> _What you need to do_
Please copy the data below exactly as it appears, line by line, with no changes.

> _Data listing_

┄┄┄┄┄┄┄┄┄┄

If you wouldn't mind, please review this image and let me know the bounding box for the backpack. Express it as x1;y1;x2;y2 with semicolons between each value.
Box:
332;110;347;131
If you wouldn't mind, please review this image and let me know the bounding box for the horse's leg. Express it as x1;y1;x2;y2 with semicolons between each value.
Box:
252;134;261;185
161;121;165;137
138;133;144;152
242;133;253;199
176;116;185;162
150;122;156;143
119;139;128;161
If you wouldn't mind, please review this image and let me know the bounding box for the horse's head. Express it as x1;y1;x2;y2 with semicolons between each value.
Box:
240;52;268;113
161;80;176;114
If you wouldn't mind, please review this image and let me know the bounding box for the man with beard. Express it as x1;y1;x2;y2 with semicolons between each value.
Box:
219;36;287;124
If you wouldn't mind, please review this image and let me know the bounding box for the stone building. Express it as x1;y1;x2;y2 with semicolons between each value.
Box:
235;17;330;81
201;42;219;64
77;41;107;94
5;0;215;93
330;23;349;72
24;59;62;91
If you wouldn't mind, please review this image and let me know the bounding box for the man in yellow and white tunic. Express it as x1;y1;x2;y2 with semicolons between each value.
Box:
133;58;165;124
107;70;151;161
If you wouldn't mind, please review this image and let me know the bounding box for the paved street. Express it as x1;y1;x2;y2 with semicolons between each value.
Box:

┄┄┄┄┄┄┄┄┄┄

> _Exercise output_
If you wouldn't mind, please review this image and let me know the bounding box for the backpack. Express it as x1;y1;x2;y2 with semicolons between each value.
Box:
332;110;347;131
If you wouldn't mind, please review this image and let me know the bounding box for the horse's leg. Express it as x1;y1;x2;y2 with semicolons between each value.
Box:
252;134;261;185
161;121;165;137
138;133;144;152
242;133;253;199
176;116;185;162
150;122;156;143
119;139;128;161
If you wouldn't mind, please review this image and let me know the bounding box for the horse's head. Express it as x1;y1;x2;y2 with semicolons between each value.
Box:
240;52;268;113
161;80;176;114
If you wouldn't mind, please review this image and let me know the bounding box for the man with beard. Express it as x1;y1;x2;y2 with semicolons between each value.
Box:
219;36;287;124
If you wouldn't mind, please review this image and let me know the bounding box for the stone building. Express it as x1;y1;x2;y2 with semicolons between each value.
Box:
235;17;330;81
201;42;219;64
77;41;107;94
5;0;215;93
330;23;349;72
24;59;62;91
If you wouldn't mind, please review this image and let me know the bounding box for the man in yellow and white tunic. Express it as x1;y1;x2;y2 with semicolons between each value.
Box:
133;58;165;124
107;70;151;161
If you wouldn't mind, please review this image and let me know the bounding box for the paved street. Express it as x1;y1;x2;y2 with semicolons between each value.
Box:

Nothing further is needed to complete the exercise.